Records from a data collection
========
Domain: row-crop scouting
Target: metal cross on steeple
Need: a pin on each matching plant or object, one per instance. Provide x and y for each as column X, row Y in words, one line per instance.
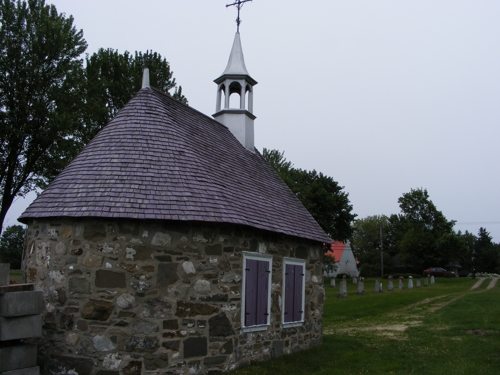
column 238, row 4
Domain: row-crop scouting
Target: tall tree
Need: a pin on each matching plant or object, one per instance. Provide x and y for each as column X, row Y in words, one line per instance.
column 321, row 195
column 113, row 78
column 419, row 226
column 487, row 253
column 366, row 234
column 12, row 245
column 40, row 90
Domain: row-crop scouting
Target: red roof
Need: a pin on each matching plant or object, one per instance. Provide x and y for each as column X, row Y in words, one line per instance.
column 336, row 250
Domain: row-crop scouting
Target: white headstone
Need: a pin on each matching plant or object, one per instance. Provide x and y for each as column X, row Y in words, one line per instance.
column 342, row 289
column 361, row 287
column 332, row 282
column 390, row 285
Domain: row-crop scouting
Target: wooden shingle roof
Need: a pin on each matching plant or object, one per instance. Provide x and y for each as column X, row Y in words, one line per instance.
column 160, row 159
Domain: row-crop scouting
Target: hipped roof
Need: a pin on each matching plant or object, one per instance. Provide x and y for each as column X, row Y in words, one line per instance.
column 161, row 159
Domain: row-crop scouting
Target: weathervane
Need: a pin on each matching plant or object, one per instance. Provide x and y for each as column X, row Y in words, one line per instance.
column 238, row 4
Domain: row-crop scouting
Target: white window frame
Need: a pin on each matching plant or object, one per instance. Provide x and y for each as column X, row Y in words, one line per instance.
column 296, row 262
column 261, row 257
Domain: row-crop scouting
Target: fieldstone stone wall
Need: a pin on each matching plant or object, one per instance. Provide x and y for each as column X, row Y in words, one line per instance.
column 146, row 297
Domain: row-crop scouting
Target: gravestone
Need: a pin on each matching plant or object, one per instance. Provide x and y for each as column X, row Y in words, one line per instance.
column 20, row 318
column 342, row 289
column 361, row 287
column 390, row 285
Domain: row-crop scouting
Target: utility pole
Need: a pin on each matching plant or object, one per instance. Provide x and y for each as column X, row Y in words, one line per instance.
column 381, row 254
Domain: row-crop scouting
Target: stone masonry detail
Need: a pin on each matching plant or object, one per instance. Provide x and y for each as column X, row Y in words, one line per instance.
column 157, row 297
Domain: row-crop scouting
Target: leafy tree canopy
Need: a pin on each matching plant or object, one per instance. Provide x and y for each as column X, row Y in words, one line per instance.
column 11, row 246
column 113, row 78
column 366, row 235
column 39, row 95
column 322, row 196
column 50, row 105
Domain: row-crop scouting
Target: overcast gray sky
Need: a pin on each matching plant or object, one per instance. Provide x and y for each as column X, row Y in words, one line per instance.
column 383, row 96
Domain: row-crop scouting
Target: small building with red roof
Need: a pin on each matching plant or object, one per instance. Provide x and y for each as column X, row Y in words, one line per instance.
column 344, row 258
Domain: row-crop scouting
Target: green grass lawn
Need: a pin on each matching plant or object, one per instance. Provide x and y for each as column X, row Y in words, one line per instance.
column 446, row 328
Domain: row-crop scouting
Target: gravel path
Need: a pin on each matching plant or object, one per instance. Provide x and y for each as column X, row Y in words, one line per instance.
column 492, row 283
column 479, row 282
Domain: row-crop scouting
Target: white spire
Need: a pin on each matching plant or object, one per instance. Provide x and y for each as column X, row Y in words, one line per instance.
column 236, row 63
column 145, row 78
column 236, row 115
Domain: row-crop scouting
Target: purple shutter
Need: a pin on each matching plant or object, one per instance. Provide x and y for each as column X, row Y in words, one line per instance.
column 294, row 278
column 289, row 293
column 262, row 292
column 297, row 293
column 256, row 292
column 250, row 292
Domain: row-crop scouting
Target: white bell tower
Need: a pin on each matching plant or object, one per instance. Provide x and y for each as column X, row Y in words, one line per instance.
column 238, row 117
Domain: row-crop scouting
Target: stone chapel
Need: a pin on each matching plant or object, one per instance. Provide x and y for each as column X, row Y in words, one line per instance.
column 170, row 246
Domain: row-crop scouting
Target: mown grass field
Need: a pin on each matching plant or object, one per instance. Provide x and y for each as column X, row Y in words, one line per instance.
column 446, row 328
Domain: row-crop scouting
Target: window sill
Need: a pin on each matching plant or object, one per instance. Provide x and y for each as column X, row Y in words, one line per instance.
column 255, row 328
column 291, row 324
========
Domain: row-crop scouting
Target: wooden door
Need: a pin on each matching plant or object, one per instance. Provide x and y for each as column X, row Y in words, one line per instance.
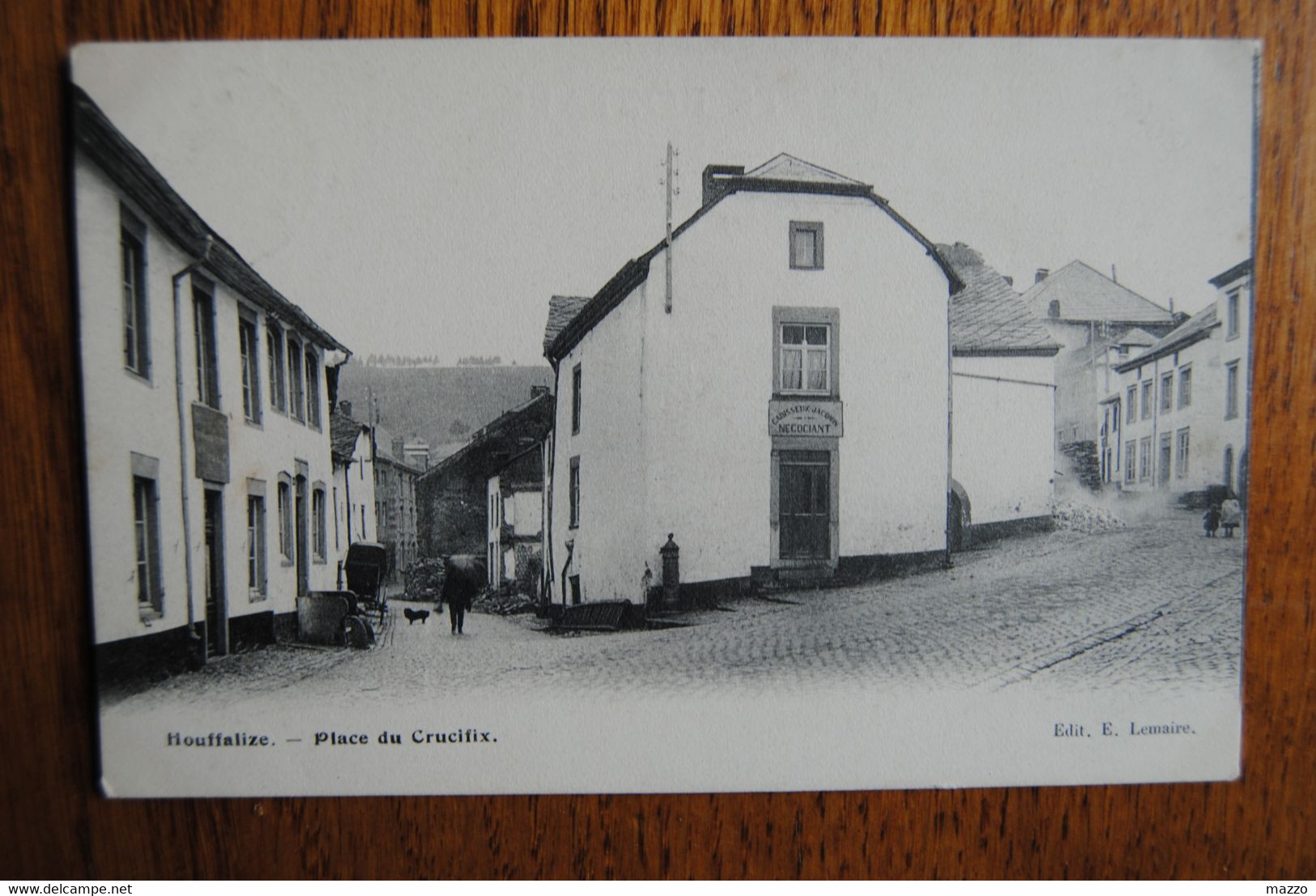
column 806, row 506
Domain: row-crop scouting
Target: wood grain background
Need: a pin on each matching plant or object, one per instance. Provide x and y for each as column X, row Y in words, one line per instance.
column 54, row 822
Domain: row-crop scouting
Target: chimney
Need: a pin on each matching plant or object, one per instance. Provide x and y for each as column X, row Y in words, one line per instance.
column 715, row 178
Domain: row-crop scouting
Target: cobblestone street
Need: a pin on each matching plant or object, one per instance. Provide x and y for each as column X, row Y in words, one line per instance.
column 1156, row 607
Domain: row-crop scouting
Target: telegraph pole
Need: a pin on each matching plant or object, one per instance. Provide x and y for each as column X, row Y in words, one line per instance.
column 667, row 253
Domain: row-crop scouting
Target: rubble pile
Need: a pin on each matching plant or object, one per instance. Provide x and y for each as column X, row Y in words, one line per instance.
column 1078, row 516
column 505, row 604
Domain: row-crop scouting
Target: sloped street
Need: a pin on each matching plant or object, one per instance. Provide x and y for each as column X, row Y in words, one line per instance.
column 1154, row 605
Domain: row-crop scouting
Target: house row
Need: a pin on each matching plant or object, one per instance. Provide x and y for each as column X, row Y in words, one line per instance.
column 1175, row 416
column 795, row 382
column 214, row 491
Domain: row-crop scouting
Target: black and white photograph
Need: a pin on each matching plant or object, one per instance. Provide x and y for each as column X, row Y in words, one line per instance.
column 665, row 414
========
# Goal:
Pick out every line in the entries above that contains the word "roof", and copy each one.

# Right answer:
Target: red roof
Target: wooden shingle roof
Target: hipped roof
Target: small building with red roof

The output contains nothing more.